== PAGE EXCERPT ==
We would also like to ask you for feedback on our fuzzing harness (code
below). The basic idea is that we want to stress-test xerces-c by
passing different "Data" strings.
Once you are happy with the fuzzing harness, we would send a PR your way
and work for the integration into OSS-Fuzz.

Cheers and thank you,
Bhargava and Vincent

    SAXParser::ValSchemes valScheme = SAXParser::Val_Auto;
    bool doNamespaces = false;
    bool doSchema = false;
    bool schemaFullChecking = false;
    SAXParser *parser = new SAXParser;
    parser->setValidationScheme(valScheme);
    parser->setDoNamespaces(doNamespaces);
    parser->setDoSchema(doSchema);
    parser->setHandleMultipleImports(true);
    parser->setValidationSchemaFullChecking(schemaFullChecking);
    static const char *gMemBufId = "prodInfo";
    MemBufInputSource *memBufIS = new MemBufInputSource(
        (const XMLByte *)Data, Size, gMemBufId, false);
    parser->parse(*memBufIS);
    delete parser;
    delete memBufIS;
On 10/31/19 1:38 PM, Cantor, Scott wrote:
> On 10/29/19, 11:51 AM, "Vincent Ulitzsch" <vincent.ulitz...@gmail.com> wrote:
>
>> We were wondering if an integration to oss-fuzz[1] would be interesting
>> for xerces-c?

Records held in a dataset
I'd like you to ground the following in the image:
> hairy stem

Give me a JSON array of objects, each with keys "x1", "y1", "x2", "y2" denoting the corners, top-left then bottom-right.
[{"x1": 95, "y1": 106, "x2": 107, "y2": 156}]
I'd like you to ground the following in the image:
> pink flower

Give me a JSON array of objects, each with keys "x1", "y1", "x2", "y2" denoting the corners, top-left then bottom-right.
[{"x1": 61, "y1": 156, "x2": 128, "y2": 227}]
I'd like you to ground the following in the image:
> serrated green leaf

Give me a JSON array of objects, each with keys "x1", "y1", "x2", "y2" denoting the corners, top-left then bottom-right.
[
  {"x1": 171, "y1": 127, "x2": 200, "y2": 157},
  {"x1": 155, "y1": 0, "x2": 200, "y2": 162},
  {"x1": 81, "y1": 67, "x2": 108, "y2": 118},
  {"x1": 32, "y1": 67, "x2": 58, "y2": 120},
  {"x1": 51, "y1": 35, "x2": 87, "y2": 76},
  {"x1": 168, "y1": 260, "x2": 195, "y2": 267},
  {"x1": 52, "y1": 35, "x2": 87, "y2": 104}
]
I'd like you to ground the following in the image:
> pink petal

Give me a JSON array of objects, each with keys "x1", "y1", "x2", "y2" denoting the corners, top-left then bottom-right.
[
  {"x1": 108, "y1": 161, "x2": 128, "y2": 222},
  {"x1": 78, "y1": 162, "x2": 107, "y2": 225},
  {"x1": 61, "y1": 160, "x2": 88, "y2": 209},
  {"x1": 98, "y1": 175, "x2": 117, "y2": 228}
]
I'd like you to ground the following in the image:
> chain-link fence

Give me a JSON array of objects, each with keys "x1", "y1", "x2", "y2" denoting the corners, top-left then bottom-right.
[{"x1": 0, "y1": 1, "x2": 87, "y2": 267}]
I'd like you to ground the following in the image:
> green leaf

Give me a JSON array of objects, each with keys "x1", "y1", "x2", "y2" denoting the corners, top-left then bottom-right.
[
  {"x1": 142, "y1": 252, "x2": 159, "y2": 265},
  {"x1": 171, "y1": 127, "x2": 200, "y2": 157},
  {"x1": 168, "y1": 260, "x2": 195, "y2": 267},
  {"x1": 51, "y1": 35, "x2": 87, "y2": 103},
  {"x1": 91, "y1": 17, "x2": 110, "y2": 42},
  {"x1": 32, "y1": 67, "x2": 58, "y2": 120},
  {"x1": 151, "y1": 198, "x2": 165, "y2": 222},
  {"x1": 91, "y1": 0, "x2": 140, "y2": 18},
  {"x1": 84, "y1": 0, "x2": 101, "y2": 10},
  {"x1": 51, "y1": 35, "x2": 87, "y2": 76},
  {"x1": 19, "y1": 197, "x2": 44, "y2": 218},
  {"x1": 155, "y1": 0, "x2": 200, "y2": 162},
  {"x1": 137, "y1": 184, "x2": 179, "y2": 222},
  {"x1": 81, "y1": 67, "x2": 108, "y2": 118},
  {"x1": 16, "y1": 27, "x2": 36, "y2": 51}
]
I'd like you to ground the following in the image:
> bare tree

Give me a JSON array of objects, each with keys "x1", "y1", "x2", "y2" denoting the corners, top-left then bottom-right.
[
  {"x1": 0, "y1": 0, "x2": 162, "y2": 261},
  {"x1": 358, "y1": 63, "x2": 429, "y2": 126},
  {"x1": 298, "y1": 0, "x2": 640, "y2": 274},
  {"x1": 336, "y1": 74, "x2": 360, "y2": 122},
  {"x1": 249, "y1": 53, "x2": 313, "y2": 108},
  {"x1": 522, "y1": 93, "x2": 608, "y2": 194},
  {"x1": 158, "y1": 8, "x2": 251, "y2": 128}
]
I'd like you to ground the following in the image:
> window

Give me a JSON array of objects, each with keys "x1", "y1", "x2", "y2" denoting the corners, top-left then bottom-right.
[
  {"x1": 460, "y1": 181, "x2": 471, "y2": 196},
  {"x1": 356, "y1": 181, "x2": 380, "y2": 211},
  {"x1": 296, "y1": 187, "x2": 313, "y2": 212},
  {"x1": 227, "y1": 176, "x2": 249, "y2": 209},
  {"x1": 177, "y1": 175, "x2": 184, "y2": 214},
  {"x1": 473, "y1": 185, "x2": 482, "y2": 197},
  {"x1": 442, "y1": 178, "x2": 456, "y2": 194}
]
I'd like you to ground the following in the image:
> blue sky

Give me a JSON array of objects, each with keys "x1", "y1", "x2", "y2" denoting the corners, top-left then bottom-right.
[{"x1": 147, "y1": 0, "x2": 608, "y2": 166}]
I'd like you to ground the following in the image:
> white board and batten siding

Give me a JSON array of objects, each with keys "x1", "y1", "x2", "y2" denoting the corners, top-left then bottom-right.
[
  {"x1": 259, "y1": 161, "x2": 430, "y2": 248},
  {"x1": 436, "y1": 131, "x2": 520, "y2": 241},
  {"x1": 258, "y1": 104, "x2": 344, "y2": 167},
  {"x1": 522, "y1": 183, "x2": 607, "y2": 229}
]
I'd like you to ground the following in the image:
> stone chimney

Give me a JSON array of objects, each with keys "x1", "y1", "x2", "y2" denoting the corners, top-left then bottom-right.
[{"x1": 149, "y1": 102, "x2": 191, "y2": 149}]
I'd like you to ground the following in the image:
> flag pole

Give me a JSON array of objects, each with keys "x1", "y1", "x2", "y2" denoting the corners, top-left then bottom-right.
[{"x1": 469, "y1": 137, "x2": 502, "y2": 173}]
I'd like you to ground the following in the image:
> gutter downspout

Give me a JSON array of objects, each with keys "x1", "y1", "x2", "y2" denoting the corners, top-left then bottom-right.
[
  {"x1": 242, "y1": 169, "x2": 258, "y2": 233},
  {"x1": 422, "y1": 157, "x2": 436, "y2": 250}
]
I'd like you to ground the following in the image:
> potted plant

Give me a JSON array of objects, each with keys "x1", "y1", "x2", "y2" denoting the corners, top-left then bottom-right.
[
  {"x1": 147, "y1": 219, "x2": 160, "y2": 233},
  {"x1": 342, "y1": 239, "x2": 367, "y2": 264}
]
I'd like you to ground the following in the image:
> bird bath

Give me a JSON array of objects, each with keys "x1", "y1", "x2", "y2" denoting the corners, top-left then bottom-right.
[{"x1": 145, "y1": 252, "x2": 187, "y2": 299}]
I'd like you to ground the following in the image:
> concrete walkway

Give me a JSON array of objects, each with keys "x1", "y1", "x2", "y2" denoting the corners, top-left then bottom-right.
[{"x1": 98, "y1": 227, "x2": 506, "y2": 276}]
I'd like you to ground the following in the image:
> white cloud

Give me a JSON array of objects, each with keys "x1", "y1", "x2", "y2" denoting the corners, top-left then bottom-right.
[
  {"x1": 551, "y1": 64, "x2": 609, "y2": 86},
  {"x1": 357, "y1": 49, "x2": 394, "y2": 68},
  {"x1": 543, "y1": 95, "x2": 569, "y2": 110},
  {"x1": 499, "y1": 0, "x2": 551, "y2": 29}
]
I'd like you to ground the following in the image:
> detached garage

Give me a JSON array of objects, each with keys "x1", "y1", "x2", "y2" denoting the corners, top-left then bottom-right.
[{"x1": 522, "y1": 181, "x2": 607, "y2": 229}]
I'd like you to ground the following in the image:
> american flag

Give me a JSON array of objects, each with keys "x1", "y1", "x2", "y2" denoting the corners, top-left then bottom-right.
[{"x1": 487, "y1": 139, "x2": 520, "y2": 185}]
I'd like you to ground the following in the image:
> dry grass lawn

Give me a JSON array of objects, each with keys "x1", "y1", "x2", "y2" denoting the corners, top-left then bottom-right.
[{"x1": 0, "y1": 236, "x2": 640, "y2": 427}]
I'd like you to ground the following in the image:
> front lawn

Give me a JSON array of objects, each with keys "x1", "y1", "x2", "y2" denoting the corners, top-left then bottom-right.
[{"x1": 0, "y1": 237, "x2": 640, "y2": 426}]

== WHAT THIS EXERCISE ASKS ==
1) Answer these questions on the xerces-c fuzzing message:
(a) Into what project do the writers plan to integrate xerces-c?
(b) What string is assigned to gMemBufId in the harness code?
(c) Which names are signed at the end of the note that precedes the code?
2) Extend the xerces-c fuzzing message past its final line.
These records have no connection to the text.

== WRITTEN RESPONSES ==
1)
(a) OSS-Fuzz
(b) "prodInfo"
(c) Bhargava and Vincent

2)
> It falls into the category of "don't ask questions you don't want the answers 
> to". It will likely lead to the discovery of many vulnerabilities, some 
> possibly difficult or impossible to fix based on the remaining knowledge of 
> the code and the resources available.
>
>> This would allow parts of xerces' codebase to be continuously fuzzed, which
>> would probably result in the detection of security bugs early on in the
>> development process.
> There is no active development. There have been build process changes of 
> late, but nothing else really of note.
>
>> If you are interested, we would be happy to help with writing the fuzzers.
> s/help/do the work, then I'm happy to see it happen, but I have no knowledge 
> of, nor time to, work on such a thing.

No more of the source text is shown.